▸ Exercise objective: Convert the lines of the material below, starting with the line that contains "out the rear" and going on through the line that contains "x=103, y=109", into a Markdown table. Use the columns Row and Text, give each line a row number, and leave out blank lines.

▸ Stored rows:

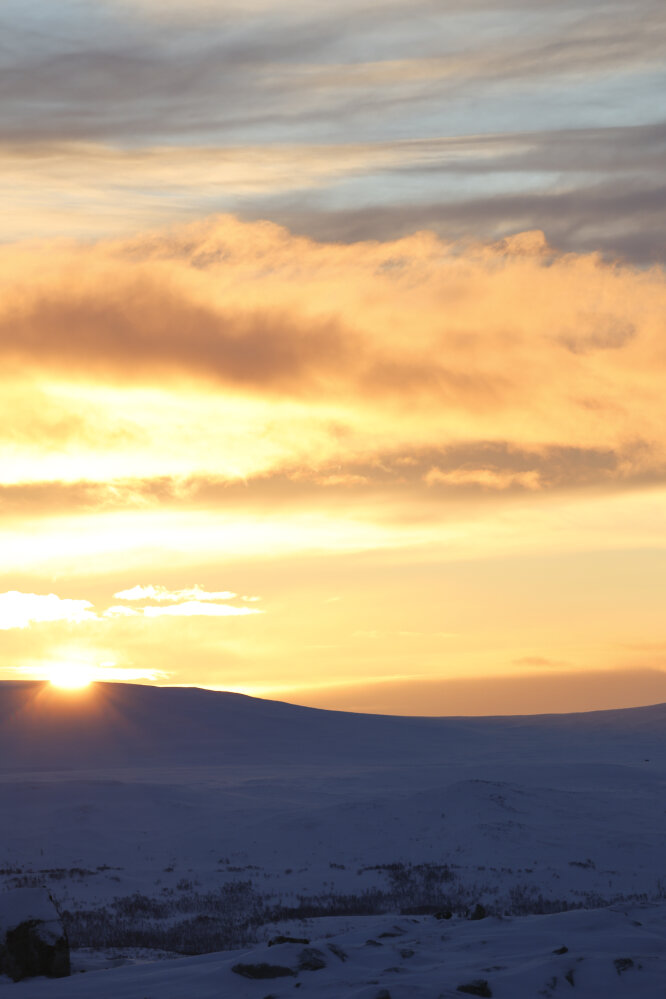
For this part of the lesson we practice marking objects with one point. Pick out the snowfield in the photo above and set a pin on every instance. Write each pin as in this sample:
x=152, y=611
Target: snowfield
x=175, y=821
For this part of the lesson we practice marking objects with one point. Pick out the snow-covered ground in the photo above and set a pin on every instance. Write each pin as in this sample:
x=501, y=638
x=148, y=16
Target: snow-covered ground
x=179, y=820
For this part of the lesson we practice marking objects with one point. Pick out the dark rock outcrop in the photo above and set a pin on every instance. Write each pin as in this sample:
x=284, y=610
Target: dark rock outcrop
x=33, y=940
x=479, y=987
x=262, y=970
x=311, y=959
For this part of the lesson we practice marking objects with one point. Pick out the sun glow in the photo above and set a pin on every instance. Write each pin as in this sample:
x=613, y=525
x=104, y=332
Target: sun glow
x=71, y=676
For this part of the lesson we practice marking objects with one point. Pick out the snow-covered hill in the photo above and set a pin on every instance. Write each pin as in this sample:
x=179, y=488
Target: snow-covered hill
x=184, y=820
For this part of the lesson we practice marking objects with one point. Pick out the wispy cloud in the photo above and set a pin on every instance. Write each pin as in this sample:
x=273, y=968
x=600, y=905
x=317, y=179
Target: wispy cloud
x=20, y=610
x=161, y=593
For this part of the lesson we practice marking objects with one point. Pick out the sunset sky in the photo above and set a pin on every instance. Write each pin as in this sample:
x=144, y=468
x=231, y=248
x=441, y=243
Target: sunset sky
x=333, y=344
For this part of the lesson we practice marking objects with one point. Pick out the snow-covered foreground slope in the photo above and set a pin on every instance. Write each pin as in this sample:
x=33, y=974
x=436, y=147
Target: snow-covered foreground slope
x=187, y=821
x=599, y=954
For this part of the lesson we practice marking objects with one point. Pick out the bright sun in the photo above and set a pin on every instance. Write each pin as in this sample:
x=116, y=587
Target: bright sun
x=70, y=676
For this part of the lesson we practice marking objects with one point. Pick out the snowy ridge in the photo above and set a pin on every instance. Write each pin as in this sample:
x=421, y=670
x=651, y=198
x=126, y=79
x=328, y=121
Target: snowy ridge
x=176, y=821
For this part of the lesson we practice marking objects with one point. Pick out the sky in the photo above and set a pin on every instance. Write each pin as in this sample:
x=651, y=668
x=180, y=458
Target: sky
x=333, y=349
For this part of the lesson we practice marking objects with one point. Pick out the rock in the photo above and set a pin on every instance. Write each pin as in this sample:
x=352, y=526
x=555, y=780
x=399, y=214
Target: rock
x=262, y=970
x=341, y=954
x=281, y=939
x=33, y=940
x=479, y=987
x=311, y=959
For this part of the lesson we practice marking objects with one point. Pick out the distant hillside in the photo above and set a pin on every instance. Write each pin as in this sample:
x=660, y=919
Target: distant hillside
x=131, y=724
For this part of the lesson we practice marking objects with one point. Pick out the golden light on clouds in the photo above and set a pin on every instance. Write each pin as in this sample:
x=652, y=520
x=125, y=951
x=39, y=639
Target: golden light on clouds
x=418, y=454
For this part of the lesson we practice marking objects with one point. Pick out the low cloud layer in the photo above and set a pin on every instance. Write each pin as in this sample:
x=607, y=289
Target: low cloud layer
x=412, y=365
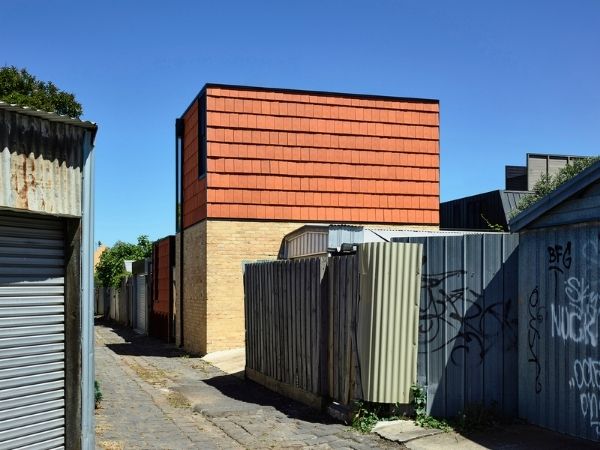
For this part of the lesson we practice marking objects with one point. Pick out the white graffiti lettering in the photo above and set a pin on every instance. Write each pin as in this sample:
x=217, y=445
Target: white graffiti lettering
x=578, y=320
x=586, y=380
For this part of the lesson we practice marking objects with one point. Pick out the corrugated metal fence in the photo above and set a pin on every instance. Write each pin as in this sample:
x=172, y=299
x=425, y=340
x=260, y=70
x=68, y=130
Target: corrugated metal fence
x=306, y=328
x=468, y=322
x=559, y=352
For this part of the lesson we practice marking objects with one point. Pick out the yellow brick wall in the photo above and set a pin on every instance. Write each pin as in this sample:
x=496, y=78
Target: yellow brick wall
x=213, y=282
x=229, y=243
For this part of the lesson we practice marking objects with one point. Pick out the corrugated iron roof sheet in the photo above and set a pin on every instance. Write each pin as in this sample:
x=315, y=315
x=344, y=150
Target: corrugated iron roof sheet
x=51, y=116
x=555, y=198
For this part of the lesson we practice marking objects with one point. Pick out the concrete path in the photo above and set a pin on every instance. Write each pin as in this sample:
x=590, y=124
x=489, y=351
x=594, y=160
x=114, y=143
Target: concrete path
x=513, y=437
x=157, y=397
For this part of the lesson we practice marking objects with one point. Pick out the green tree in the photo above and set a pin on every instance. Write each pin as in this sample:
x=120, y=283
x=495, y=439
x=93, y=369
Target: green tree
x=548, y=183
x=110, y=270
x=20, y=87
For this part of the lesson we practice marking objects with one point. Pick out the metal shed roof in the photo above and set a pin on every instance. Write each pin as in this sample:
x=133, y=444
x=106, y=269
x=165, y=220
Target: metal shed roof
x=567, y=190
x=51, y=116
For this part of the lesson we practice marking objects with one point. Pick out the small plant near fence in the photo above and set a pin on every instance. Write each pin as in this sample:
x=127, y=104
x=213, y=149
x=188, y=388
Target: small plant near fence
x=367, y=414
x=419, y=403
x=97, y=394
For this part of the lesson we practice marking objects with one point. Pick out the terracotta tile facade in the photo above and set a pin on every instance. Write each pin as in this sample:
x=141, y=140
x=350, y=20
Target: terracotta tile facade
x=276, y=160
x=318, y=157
==
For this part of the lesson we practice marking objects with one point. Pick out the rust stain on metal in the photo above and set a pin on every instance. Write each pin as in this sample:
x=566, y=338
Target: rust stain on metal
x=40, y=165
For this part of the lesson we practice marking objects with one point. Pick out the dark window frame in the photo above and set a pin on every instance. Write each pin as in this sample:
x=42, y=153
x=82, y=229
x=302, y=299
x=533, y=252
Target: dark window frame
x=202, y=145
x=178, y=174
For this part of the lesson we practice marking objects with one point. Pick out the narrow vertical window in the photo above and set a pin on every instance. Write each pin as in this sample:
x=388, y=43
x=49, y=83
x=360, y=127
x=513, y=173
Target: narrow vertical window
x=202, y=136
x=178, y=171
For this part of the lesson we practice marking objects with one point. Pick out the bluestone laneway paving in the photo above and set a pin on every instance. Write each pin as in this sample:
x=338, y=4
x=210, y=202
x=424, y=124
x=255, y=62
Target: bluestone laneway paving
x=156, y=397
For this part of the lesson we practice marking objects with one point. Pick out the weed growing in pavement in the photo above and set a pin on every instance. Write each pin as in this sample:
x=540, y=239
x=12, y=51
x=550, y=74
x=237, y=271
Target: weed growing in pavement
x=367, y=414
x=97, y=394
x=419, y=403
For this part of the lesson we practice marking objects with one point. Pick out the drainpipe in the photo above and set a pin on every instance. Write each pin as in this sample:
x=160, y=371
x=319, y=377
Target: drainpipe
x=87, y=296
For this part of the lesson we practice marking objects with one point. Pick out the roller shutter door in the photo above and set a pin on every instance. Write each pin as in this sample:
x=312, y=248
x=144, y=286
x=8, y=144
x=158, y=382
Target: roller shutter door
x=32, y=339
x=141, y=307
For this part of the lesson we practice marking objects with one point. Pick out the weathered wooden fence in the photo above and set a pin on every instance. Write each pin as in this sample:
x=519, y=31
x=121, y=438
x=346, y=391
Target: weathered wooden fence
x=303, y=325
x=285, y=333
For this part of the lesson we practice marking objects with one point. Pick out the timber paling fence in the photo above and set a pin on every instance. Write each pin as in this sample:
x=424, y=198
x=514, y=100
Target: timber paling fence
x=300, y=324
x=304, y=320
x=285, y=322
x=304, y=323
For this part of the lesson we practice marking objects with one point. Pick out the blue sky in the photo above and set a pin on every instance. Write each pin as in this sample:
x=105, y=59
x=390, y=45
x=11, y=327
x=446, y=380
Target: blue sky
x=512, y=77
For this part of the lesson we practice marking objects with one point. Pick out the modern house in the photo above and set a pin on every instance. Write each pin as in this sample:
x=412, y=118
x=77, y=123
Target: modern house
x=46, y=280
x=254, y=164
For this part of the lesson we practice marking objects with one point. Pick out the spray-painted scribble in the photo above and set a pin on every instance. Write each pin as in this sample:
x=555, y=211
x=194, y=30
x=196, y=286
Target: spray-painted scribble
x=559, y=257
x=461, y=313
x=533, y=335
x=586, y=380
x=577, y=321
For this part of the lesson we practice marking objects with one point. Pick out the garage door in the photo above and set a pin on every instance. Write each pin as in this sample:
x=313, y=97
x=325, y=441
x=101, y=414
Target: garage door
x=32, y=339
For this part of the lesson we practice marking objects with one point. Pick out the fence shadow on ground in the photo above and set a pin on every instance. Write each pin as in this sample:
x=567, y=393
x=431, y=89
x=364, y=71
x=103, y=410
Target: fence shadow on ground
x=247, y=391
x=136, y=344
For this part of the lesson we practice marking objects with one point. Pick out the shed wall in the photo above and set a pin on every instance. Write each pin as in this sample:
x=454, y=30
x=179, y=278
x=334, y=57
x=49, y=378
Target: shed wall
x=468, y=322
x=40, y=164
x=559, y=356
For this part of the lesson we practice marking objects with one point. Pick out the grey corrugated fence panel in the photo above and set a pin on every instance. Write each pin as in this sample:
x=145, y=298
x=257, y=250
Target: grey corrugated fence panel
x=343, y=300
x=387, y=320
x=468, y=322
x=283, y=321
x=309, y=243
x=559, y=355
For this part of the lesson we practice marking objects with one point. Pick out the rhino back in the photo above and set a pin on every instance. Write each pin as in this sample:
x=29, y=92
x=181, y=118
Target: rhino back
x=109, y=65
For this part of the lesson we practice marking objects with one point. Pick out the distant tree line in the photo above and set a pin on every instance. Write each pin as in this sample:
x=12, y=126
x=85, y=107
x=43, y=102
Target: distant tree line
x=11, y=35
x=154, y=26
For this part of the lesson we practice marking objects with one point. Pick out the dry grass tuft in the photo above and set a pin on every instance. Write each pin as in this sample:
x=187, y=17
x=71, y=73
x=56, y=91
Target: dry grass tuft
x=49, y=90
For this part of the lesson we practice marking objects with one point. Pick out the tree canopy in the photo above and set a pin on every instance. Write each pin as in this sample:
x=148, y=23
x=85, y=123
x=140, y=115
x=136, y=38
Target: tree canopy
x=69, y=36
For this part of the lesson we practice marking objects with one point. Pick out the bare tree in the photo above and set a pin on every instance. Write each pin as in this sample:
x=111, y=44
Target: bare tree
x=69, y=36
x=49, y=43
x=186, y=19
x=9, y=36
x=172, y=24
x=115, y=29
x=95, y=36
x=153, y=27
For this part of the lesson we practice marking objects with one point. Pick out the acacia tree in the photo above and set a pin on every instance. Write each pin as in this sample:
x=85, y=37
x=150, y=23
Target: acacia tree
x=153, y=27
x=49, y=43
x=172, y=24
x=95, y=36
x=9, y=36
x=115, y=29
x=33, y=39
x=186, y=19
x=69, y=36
==
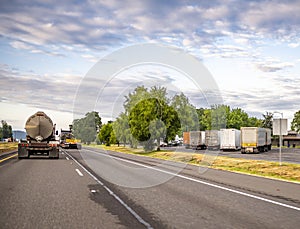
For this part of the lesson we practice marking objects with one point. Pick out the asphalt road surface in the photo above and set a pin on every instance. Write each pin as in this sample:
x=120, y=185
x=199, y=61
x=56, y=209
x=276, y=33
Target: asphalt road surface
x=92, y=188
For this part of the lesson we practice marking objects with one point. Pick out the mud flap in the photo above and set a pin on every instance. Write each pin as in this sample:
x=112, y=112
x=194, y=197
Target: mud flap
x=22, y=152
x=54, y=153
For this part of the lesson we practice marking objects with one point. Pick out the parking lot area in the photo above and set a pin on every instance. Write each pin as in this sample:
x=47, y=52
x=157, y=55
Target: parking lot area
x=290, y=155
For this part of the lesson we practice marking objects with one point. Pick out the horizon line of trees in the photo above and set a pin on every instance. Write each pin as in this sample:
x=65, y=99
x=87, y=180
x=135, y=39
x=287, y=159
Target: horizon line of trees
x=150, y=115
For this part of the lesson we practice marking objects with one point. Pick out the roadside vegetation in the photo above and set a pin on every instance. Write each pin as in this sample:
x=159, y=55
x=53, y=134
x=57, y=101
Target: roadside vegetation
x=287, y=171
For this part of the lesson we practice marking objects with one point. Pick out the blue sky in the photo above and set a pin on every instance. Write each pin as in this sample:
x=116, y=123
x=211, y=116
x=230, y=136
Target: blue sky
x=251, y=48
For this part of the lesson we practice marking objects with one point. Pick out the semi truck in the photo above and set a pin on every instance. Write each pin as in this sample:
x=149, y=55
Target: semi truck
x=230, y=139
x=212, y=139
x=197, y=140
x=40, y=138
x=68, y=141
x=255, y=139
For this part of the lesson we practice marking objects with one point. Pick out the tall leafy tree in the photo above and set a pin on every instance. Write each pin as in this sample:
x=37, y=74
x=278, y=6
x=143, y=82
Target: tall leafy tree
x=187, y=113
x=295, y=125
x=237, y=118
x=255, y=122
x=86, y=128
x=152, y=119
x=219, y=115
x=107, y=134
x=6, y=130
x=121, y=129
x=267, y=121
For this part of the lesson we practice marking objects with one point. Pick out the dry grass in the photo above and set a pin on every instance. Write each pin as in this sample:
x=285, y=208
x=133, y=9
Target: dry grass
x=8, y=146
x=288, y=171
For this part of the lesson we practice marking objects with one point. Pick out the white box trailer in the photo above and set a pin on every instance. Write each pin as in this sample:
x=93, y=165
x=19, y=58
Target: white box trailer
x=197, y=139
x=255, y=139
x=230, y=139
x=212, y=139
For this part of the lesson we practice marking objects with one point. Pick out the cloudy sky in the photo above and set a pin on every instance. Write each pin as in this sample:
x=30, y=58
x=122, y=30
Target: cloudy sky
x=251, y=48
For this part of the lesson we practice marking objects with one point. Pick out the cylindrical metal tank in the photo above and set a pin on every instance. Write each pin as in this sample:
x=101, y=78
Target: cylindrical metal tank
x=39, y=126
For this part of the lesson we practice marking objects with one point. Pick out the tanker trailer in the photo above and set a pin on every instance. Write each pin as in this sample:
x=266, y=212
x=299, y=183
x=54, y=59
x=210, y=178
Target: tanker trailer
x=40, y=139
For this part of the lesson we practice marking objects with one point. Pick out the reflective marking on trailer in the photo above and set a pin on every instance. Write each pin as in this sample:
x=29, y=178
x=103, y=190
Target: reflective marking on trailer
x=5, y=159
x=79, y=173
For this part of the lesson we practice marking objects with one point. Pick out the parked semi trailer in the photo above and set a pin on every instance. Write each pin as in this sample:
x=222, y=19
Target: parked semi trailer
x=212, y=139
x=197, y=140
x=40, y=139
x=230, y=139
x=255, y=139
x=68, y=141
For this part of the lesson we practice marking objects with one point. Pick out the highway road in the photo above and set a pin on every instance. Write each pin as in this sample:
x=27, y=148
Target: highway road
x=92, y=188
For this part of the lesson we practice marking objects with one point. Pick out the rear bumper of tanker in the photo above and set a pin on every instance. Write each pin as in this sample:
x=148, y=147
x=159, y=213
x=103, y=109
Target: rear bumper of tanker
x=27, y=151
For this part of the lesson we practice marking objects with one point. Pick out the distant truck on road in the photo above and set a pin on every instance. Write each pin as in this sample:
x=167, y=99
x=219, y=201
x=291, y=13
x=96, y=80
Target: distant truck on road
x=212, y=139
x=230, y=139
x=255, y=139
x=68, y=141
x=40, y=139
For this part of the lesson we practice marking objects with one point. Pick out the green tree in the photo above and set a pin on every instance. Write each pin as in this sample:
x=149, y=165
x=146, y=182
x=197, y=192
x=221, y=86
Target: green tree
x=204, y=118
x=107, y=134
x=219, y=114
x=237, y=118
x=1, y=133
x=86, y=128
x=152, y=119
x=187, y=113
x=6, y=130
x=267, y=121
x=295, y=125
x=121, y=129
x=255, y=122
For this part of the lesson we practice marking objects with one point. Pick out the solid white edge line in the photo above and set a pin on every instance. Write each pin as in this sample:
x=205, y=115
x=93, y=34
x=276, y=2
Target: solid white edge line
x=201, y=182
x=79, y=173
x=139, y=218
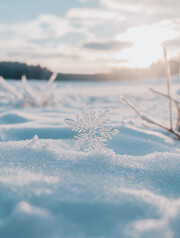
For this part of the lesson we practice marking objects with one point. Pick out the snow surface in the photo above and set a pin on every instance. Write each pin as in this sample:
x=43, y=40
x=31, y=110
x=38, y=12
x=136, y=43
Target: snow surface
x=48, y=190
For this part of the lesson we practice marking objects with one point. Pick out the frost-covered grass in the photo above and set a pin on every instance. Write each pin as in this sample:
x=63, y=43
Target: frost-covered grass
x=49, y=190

▸ Answer for the task:
| Row | Text |
|---|---|
| 1 | For this part of the lesson we practice marking objects with one point. Pick out the rear bumper of tanker in the photo above and set a pin on every instance. Write each pin as in this sample: |
| 2 | x=148, y=147 |
| 3 | x=159, y=213 |
| 4 | x=103, y=109 |